## REQUIREMENTS
Swap "green costume" for "green outfit" in the lines starting with the line that contains "Please trace the outline of every instance of the green" and going on through the line that contains "359 239 L 359". Give only those lines back, with everything else unchanged.

## RECORDS SHOWN
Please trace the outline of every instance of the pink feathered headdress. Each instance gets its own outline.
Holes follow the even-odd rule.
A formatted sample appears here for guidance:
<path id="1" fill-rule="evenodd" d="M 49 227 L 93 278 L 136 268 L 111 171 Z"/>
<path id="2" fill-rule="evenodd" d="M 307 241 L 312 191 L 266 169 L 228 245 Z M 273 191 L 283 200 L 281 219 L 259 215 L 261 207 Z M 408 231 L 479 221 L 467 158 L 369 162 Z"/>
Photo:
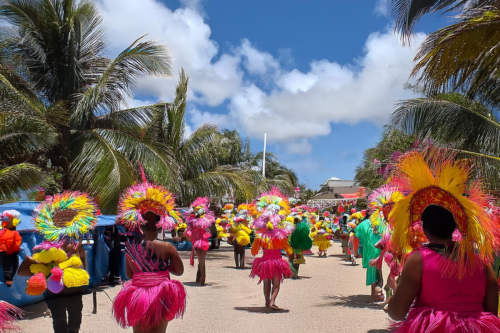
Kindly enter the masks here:
<path id="1" fill-rule="evenodd" d="M 208 208 L 210 200 L 208 198 L 197 198 L 189 210 L 184 213 L 186 224 L 190 228 L 206 229 L 215 223 L 215 215 Z"/>

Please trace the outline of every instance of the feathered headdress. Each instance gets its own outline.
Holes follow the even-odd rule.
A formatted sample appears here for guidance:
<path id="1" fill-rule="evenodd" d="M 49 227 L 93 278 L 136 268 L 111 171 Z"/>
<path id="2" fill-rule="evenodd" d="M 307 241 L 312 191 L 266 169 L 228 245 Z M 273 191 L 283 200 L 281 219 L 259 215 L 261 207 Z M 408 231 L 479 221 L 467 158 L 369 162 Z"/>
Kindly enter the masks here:
<path id="1" fill-rule="evenodd" d="M 21 221 L 21 213 L 17 210 L 5 210 L 2 215 L 0 215 L 0 230 L 12 224 L 13 227 L 17 227 Z"/>
<path id="2" fill-rule="evenodd" d="M 383 218 L 388 219 L 389 213 L 394 207 L 396 201 L 403 197 L 403 193 L 401 193 L 397 187 L 388 184 L 373 191 L 368 198 L 368 202 L 370 203 L 369 206 L 373 210 L 373 213 L 370 216 L 372 222 L 381 214 L 383 214 Z"/>
<path id="3" fill-rule="evenodd" d="M 189 210 L 184 213 L 188 227 L 206 229 L 215 223 L 215 215 L 208 208 L 209 203 L 208 198 L 197 198 L 189 206 Z"/>
<path id="4" fill-rule="evenodd" d="M 288 199 L 281 194 L 278 188 L 273 187 L 268 193 L 263 193 L 257 199 L 257 209 L 262 213 L 253 225 L 261 239 L 281 240 L 288 238 L 293 230 L 281 222 L 290 214 L 290 205 Z"/>
<path id="5" fill-rule="evenodd" d="M 49 197 L 34 210 L 35 227 L 48 241 L 78 238 L 95 228 L 99 209 L 86 193 L 63 192 Z"/>
<path id="6" fill-rule="evenodd" d="M 174 210 L 175 197 L 166 188 L 148 182 L 141 166 L 142 183 L 135 184 L 122 194 L 118 204 L 118 223 L 127 229 L 136 229 L 146 224 L 143 214 L 151 211 L 160 216 L 158 229 L 172 230 L 182 223 Z"/>
<path id="7" fill-rule="evenodd" d="M 492 219 L 486 211 L 491 198 L 481 181 L 471 184 L 467 191 L 472 168 L 468 160 L 457 160 L 456 154 L 442 149 L 411 152 L 400 158 L 392 182 L 409 195 L 395 203 L 389 216 L 396 251 L 408 253 L 421 245 L 425 239 L 421 231 L 422 213 L 429 205 L 438 205 L 453 214 L 462 236 L 452 254 L 453 262 L 458 264 L 453 268 L 459 276 L 473 272 L 476 264 L 492 258 L 496 240 L 492 236 Z M 452 274 L 456 269 L 447 271 Z"/>
<path id="8" fill-rule="evenodd" d="M 257 206 L 253 203 L 244 203 L 238 206 L 238 216 L 245 218 L 257 218 L 259 216 L 259 211 Z"/>

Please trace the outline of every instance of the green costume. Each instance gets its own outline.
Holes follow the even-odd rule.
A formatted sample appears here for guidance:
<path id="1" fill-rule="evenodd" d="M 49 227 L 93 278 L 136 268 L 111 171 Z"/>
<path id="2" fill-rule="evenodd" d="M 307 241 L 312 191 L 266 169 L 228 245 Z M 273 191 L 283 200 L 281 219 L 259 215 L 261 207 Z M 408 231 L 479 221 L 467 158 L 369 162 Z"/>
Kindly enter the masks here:
<path id="1" fill-rule="evenodd" d="M 359 239 L 359 244 L 363 245 L 363 268 L 366 268 L 366 285 L 370 286 L 379 281 L 380 276 L 377 267 L 370 266 L 370 260 L 380 256 L 380 250 L 375 247 L 378 241 L 382 239 L 384 230 L 383 223 L 378 227 L 378 232 L 373 232 L 370 219 L 361 222 L 356 228 L 355 235 Z"/>

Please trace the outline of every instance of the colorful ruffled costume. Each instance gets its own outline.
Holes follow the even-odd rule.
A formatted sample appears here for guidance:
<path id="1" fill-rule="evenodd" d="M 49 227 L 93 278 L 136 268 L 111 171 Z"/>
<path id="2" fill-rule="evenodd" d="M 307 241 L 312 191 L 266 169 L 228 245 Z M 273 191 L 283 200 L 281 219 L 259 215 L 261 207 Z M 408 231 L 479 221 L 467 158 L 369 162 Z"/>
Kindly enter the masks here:
<path id="1" fill-rule="evenodd" d="M 215 223 L 214 213 L 208 208 L 208 198 L 196 199 L 189 210 L 184 213 L 187 229 L 186 236 L 191 238 L 193 252 L 191 253 L 191 266 L 194 265 L 194 251 L 201 249 L 208 251 L 210 243 L 208 239 L 212 236 L 210 226 Z"/>
<path id="2" fill-rule="evenodd" d="M 4 301 L 0 301 L 0 332 L 16 332 L 19 327 L 16 325 L 18 318 L 24 317 L 23 310 Z"/>
<path id="3" fill-rule="evenodd" d="M 229 233 L 235 238 L 236 243 L 241 246 L 250 244 L 252 230 L 249 224 L 258 215 L 254 204 L 241 204 L 238 206 L 238 214 L 234 218 L 234 224 L 229 228 Z"/>
<path id="4" fill-rule="evenodd" d="M 303 216 L 299 209 L 293 208 L 287 219 L 291 219 L 295 229 L 289 237 L 290 246 L 293 249 L 293 260 L 290 269 L 293 273 L 293 278 L 297 278 L 298 272 L 293 265 L 302 265 L 306 263 L 304 251 L 308 251 L 312 247 L 312 240 L 309 237 L 311 229 L 307 224 L 307 218 Z M 298 268 L 298 266 L 297 266 Z"/>
<path id="5" fill-rule="evenodd" d="M 481 182 L 468 187 L 471 171 L 467 160 L 442 150 L 412 152 L 398 162 L 393 183 L 409 195 L 395 203 L 389 217 L 393 243 L 405 255 L 420 251 L 423 272 L 420 292 L 397 332 L 500 332 L 500 319 L 483 308 L 484 263 L 492 260 L 498 226 L 485 209 L 491 198 Z M 451 255 L 422 246 L 420 220 L 429 205 L 444 207 L 455 218 L 461 237 Z"/>
<path id="6" fill-rule="evenodd" d="M 168 265 L 146 244 L 128 243 L 126 253 L 140 273 L 134 273 L 113 302 L 118 324 L 123 328 L 140 325 L 147 329 L 182 317 L 186 289 L 181 282 L 170 279 Z"/>
<path id="7" fill-rule="evenodd" d="M 142 183 L 135 184 L 122 194 L 118 205 L 118 223 L 130 231 L 139 231 L 145 224 L 143 215 L 151 211 L 160 216 L 156 227 L 171 231 L 182 223 L 179 212 L 174 210 L 175 200 L 172 193 L 160 185 L 150 183 L 141 167 Z"/>
<path id="8" fill-rule="evenodd" d="M 285 277 L 292 276 L 290 265 L 281 257 L 282 249 L 289 255 L 293 253 L 288 244 L 288 236 L 293 230 L 284 224 L 290 213 L 288 199 L 277 188 L 273 188 L 260 196 L 257 207 L 262 213 L 254 221 L 257 237 L 252 245 L 252 254 L 255 256 L 262 249 L 264 255 L 255 258 L 250 277 L 258 276 L 259 283 L 274 277 L 283 281 Z"/>
<path id="9" fill-rule="evenodd" d="M 45 241 L 33 248 L 30 271 L 35 274 L 26 285 L 26 293 L 38 296 L 49 290 L 59 294 L 64 288 L 88 286 L 89 274 L 78 255 L 63 250 L 65 239 L 78 238 L 95 228 L 99 209 L 85 193 L 56 194 L 35 208 L 35 227 Z"/>
<path id="10" fill-rule="evenodd" d="M 3 276 L 8 286 L 13 283 L 19 268 L 18 254 L 23 240 L 16 227 L 20 218 L 21 213 L 17 210 L 6 210 L 0 215 L 0 253 L 3 253 Z"/>
<path id="11" fill-rule="evenodd" d="M 182 222 L 174 204 L 174 196 L 167 189 L 148 183 L 143 173 L 143 183 L 127 189 L 122 196 L 118 222 L 130 230 L 140 230 L 146 224 L 142 214 L 153 211 L 160 216 L 157 229 L 171 230 L 175 223 Z M 127 243 L 125 251 L 135 273 L 113 302 L 113 314 L 120 326 L 140 325 L 148 329 L 182 317 L 186 290 L 181 282 L 170 279 L 167 263 L 147 242 Z"/>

## RESULT FOR THIS TASK
Please trace the outline of every instance of the green outfit. Each instance gets its own outline.
Holes follow the even-odd rule.
A formatted sample appears here for guidance:
<path id="1" fill-rule="evenodd" d="M 49 227 L 93 278 L 136 268 L 111 171 Z"/>
<path id="2" fill-rule="evenodd" d="M 307 241 L 312 191 L 266 169 L 228 245 Z M 273 191 L 283 200 L 281 219 L 259 215 L 261 207 Z M 408 231 L 479 221 L 467 158 L 369 162 Z"/>
Kindly enter the masks here:
<path id="1" fill-rule="evenodd" d="M 359 239 L 359 244 L 363 245 L 363 268 L 366 268 L 366 285 L 370 286 L 379 281 L 380 276 L 377 267 L 370 266 L 370 260 L 380 256 L 380 250 L 375 247 L 378 241 L 382 239 L 384 230 L 383 223 L 378 227 L 378 232 L 373 232 L 370 219 L 361 222 L 356 228 L 355 235 Z"/>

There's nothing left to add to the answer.